[Records from a dataset]
──────────

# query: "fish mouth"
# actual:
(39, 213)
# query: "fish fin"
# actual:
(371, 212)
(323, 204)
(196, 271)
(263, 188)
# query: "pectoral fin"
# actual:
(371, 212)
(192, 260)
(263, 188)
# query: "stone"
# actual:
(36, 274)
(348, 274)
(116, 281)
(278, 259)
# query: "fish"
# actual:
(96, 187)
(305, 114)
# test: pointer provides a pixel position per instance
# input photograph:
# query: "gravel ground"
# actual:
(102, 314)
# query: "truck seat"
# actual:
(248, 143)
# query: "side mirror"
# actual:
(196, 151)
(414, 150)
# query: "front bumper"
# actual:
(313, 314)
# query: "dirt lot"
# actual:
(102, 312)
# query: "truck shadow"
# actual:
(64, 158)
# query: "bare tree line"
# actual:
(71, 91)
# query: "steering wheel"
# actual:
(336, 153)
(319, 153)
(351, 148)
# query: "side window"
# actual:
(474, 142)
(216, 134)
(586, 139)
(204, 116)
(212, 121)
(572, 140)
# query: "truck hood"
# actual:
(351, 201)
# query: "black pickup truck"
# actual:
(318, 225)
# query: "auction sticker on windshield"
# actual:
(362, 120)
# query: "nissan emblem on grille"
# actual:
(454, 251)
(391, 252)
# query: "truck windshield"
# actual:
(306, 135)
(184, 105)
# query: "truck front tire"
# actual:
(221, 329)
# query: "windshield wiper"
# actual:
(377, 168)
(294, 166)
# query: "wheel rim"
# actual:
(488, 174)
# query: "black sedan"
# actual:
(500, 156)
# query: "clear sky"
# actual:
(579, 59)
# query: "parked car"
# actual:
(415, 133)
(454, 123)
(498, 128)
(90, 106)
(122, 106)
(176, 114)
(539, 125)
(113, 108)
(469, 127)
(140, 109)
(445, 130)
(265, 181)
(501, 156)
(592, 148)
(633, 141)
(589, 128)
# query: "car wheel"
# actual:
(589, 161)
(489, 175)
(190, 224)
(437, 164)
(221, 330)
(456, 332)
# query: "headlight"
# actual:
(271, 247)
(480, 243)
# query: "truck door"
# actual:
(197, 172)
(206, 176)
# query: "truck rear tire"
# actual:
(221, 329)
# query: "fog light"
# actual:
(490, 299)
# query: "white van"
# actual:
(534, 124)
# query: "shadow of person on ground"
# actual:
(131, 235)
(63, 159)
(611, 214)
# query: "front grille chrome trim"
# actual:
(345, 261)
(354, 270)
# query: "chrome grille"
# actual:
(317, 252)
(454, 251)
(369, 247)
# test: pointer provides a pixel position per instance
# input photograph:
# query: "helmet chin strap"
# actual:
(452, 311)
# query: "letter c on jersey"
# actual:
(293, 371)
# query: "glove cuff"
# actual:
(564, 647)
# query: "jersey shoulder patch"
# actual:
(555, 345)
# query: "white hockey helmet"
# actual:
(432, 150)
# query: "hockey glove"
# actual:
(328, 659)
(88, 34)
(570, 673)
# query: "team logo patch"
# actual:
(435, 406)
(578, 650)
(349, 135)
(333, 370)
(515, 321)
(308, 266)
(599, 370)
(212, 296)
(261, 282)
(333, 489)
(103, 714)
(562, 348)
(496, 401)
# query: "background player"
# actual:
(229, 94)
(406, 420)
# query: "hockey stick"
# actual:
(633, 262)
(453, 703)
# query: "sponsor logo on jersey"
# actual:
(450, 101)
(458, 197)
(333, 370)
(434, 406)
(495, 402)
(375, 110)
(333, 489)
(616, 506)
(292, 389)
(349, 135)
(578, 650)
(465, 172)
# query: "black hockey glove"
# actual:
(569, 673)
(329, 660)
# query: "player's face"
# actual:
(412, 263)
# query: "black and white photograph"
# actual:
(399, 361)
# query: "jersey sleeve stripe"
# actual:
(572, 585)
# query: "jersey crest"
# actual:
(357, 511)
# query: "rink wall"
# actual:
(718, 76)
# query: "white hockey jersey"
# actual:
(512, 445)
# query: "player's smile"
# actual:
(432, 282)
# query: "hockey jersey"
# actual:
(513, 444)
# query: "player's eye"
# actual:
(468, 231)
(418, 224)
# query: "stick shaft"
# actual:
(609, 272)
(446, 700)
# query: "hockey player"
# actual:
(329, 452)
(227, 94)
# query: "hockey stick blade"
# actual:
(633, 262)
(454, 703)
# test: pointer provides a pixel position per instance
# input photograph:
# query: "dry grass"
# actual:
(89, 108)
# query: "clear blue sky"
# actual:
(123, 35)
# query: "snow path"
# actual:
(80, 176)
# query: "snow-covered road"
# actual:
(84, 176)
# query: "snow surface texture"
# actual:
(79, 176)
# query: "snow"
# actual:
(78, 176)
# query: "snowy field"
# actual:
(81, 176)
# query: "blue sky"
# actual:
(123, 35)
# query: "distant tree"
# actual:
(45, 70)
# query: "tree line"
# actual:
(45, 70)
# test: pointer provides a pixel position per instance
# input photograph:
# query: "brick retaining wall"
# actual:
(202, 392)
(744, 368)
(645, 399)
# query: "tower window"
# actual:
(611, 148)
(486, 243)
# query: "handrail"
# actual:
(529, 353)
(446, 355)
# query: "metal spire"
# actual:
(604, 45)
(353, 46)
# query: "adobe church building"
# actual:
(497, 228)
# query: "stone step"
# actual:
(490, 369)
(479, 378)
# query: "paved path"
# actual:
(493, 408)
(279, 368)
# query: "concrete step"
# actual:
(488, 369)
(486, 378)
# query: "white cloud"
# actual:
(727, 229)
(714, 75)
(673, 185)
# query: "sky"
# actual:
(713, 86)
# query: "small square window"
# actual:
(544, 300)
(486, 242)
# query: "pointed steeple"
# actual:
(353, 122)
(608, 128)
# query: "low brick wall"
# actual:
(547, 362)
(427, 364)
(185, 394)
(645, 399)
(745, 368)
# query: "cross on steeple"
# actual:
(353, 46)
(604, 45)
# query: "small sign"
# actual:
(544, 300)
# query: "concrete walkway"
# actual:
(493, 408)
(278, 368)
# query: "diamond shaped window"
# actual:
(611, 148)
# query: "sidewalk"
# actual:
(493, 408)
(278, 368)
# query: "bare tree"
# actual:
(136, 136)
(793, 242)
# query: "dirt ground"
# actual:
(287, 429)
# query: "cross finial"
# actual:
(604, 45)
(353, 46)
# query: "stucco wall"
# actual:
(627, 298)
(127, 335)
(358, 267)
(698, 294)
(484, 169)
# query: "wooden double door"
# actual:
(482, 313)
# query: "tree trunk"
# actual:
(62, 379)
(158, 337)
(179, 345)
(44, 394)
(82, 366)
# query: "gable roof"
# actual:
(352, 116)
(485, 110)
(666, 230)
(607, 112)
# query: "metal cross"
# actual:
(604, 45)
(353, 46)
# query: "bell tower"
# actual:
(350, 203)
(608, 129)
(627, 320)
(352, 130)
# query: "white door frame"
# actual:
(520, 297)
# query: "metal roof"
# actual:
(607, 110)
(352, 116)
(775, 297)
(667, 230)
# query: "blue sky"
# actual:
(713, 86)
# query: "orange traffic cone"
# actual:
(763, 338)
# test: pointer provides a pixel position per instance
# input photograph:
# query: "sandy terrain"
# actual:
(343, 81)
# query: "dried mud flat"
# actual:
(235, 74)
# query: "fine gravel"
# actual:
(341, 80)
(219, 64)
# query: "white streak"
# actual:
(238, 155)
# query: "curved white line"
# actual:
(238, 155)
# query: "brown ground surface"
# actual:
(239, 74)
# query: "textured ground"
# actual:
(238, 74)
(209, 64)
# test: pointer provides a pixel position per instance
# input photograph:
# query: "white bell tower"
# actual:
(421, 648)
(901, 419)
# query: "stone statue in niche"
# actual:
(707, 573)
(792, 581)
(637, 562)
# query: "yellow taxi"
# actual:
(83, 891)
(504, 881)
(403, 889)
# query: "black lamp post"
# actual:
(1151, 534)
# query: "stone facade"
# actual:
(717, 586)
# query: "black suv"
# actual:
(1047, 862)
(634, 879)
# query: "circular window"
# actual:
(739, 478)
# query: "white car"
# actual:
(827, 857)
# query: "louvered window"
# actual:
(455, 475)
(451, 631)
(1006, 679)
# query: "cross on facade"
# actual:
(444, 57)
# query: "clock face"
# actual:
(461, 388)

──────────

Task prompt: State how many lines of the material above contain the string "fish", giving only the number.

Finished task: 3